§ **TEXTO DO DOCUMENTO**:
· · · · ·

Fernanda Prudêncio da Silva, da secretaria Municipal de Saúde do Rio de Janeiro, aprofundou as mesmas estratégias apresentadas por Marques com relação ao planejamento, estímulo ao pré-natal e inserção paterna no acompanhamento da gravidez. O especialista ressaltou o conceito de vulnerabilidade social para pautar a discussão, citando o desemprego, gravidez não planejada, uso de drogas e álcool, e criação violenta dos pais como fatores que podem explicar o grande numero de casos de violência na família. “A violência está onde nós perdemos a palavra”, enfatizou Fernanda, destacando a necessidade e importância da existência do diálogo entre pais e filhos.
A última palestrante da manhã, Paula Mancini Ribeiro, do Núcleo de Atenção à Violência (NAV), falou da importância de escutar a situação e o caso de cada família e de cada criança. “A gente não vai resolver o problema, mas dar um pouco de atenção específica a cada caso já ajuda bastante”, afirmou a especialista, que se disse a favor do atendimento ao agressor. “E preciso entender o motivo dos maus-tratos pelos pais, responsáveis ou familiar autor e ajudá-lo, quando possível”, concluiu.
Na tarde da última sexta-feira (29/10), aconteceram as palestras e debate previstos na última mesa-redonda da III Jornada sobre Violência Familiar contra Crianças e Adolescentes, com o tema “Possibilidades de intervenção da Estratégia da Saúde da Família (ESF) frente a situações de violência familiar contra a criança”. O evento teve como objeto de discussão a abordagem no âmbito da ESF, ressaltando o importante papel dos profissionais na prevenção, detecção e acompanhamento das vítimas de violência nesse frágil e vulnerável grupo etário. Pedro Rocha, do medico do Programa de Saúde da Família (PSF) de Niterói, falou sobre as dificuldades presentes no dia-a-dia das equipes na abordagem da violência familiar. Segundo ele, o profissional encontra dificuldade em questionar uma situação que acontece na esfera privada da família, e, muitas vezes, o diagnóstico do abuso não é evidente, como acontece com o abuso sexual. Por sua vez, “o abuso psicológico, além de não trazer consigo marcas físicas da agressão, tornou-se banalizado na sociedade e não encontra a devida atenção”, diz ele.
Outra questão destacada por Rocha foi a diferenciação entre negligência e pobreza extrema. Segundo ele, “em uma sociedade marcada por grandes desigualdades sociais e econômicas como a nossa, encontramos a desinformação como fator determinante na ausência ou deficiência de cuidados com a alimentação, higiene, sexualidade e à valorização da vida como um todo”. Portanto, ainda segundo o medico, tal quadro é característico de uma situação de pobreza e tem como conseqüência os maus-tratos às crianças. “O conceito de negligência, por sua vez, se refere ao ato de omissão do responsável em prover as necessidades básicas para o seu desenvolvimento, e a negligência se configura quando tal falha não é determinada pelas condições de vida além do controle do indivíduo”, disse.

· · · · ·

§ **MATERIAL FORNECIDO**:
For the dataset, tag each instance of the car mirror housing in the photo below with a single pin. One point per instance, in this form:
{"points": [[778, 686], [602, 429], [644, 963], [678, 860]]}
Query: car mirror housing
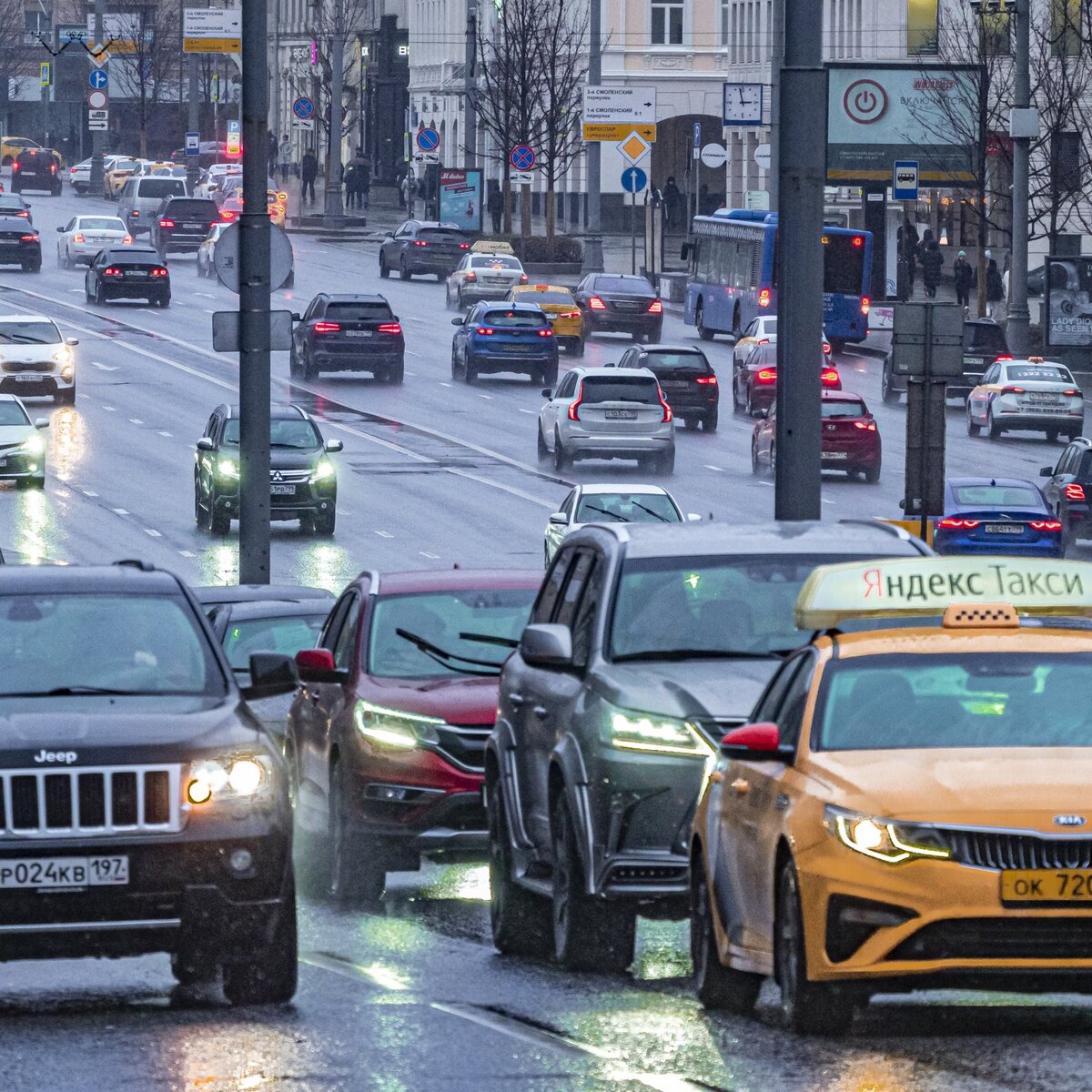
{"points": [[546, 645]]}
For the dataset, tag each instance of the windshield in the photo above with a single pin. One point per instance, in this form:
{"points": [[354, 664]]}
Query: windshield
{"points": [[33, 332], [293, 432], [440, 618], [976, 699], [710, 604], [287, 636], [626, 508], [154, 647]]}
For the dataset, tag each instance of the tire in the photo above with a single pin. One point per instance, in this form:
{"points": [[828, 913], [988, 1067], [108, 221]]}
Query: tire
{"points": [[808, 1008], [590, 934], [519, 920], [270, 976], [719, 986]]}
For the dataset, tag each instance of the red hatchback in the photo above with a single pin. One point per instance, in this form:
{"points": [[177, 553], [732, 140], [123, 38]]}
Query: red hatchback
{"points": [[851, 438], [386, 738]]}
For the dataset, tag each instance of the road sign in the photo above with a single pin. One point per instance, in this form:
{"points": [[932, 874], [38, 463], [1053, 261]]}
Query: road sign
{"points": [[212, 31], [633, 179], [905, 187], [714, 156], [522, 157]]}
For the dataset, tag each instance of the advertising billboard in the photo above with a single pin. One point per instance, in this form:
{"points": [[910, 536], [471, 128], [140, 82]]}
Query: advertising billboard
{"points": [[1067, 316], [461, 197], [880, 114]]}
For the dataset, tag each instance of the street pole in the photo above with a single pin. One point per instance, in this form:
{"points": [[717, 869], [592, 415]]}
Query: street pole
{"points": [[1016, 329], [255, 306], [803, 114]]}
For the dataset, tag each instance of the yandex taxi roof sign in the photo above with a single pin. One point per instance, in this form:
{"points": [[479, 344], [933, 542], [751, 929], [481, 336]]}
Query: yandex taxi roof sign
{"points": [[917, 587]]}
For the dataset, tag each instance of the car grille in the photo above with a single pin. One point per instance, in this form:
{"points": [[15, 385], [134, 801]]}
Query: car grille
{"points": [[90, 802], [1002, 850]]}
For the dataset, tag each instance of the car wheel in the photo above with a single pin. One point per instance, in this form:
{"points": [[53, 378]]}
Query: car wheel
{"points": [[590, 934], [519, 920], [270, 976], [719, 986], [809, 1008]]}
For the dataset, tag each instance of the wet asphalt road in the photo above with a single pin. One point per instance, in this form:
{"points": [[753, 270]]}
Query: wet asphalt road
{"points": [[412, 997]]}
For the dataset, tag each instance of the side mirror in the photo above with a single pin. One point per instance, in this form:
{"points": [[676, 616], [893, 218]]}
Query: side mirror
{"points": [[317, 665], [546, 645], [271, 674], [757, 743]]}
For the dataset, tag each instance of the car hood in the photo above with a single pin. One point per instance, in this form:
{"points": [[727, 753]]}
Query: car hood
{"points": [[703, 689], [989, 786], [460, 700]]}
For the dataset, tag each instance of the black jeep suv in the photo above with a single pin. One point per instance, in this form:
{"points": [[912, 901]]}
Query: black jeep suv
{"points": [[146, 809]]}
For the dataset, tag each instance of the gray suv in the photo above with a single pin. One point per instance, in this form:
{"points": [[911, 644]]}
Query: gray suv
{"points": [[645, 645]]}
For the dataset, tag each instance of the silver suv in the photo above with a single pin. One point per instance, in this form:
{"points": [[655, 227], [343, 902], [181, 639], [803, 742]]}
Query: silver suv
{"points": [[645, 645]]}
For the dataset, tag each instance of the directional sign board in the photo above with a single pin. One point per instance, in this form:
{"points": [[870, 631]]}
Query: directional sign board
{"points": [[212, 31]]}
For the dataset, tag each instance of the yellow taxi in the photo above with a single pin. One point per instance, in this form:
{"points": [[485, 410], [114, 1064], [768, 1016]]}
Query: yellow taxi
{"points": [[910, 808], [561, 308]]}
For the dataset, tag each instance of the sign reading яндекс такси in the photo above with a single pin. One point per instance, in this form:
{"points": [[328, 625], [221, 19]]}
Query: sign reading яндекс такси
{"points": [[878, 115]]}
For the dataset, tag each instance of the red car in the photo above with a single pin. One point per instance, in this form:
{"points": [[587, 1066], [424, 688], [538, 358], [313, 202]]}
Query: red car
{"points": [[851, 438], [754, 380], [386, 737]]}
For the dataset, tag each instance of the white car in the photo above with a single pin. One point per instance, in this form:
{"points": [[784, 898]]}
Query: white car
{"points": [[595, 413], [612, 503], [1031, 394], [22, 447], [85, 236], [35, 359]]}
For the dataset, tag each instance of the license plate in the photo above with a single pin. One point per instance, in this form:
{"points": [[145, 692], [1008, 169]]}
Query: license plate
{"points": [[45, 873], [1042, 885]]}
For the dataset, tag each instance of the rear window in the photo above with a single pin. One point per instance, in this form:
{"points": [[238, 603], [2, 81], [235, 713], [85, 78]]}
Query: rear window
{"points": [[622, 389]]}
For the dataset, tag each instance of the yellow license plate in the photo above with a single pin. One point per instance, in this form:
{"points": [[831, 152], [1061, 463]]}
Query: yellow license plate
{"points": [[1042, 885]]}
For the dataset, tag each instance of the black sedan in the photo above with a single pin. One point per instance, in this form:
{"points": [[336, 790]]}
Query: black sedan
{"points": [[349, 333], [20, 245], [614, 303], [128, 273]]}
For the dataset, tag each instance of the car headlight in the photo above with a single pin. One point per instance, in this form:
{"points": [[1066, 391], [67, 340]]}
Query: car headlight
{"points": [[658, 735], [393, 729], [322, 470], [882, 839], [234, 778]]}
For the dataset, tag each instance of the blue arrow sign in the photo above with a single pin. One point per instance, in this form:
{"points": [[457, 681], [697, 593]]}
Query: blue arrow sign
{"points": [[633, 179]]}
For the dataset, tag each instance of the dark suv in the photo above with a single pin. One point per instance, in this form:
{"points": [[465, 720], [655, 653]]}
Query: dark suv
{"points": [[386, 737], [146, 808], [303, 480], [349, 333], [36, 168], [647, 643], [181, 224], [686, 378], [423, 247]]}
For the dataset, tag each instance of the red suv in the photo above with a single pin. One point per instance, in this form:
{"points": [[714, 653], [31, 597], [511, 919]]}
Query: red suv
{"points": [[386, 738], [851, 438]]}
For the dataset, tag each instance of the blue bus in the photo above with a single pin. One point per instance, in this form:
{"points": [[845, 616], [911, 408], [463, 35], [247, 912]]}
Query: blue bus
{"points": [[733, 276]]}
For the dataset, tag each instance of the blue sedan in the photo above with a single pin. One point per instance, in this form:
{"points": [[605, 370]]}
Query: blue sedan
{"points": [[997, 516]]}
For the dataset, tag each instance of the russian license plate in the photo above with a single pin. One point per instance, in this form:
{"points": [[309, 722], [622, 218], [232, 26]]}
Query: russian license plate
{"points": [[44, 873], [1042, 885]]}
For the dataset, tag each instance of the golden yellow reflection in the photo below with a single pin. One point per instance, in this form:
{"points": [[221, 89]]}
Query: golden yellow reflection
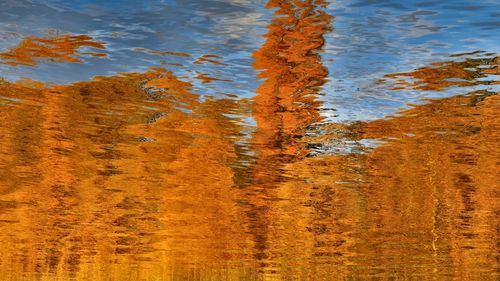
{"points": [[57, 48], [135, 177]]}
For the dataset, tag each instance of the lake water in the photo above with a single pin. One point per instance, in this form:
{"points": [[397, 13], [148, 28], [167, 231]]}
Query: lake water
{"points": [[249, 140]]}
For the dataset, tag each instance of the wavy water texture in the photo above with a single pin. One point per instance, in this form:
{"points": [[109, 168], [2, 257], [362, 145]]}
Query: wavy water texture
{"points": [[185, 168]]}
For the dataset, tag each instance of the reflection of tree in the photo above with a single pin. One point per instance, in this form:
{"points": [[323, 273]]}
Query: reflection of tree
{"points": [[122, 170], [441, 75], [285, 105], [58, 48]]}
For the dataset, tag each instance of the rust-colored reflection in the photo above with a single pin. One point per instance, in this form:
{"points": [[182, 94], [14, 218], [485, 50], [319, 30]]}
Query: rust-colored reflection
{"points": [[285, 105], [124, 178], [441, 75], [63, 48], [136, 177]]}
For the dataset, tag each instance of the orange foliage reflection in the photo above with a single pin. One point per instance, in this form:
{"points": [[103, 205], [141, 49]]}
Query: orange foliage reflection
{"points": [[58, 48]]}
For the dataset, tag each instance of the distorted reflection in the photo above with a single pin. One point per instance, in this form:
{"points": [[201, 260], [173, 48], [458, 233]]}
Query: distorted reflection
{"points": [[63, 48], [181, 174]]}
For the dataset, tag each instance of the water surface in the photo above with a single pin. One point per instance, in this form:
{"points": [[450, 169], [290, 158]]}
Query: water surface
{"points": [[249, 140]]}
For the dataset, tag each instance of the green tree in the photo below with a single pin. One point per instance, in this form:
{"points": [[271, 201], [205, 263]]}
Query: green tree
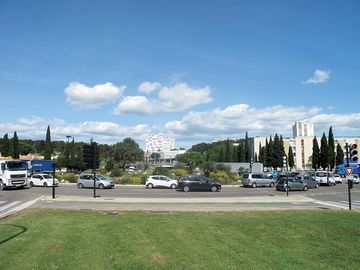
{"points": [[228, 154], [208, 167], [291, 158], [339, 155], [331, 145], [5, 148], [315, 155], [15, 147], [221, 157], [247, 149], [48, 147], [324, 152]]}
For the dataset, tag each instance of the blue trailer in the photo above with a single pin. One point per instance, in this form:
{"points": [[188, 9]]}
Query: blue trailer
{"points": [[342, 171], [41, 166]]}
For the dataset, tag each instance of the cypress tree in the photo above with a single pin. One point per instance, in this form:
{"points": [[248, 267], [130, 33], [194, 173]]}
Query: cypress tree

· · · · ·

§ **PERGUNTAS SOBRE MATERIAL**:
a – Indique se cada afirmação concorda com o texto sobre a jornada de violência familiar. Responda sim ou não e cite as palavras do texto que decidem. (i) Paula Mancini Ribeiro é do Núcleo de Atenção à Violência (NAV). (ii) Paula Mancini Ribeiro se disse contra o atendimento ao agressor. (iii) As palestras e o debate da última mesa-redonda aconteceram na manhã da sexta-feira (29/10).
b – Reproduza fielmente o trecho do texto sobre a jornada de violência familiar que vai de "Fernanda Prudêncio da" até "pais e filhos.".

§ **SOLUÇÕES DOS EXERCÍCIOS**:
a –
(i) Sim: “Paula Mancini Ribeiro, do Núcleo de Atenção à Violência (NAV)”
(ii) Não: “que se disse a favor do atendimento ao agressor”
(iii) Não: “Na tarde da última sexta-feira (29/10), aconteceram as palestras e debate previstos na última mesa-redonda”

b –
Fernanda Prudêncio da Silva, da secretaria Municipal de Saúde do Rio de Janeiro, aprofundou as mesmas estratégias apresentadas por Marques com relação ao planejamento, estímulo ao pré-natal e inserção paterna no acompanhamento da gravidez. O especialista ressaltou o conceito de vulnerabilidade social para pautar a discussão, citando o desemprego, gravidez não planejada, uso de drogas e álcool, e criação violenta dos pais como fatores que podem explicar o grande numero de casos de violência na família. “A violência está onde nós perdemos a palavra”, enfatizou Fernanda, destacando a necessidade e importância da existência do diálogo entre pais e filhos.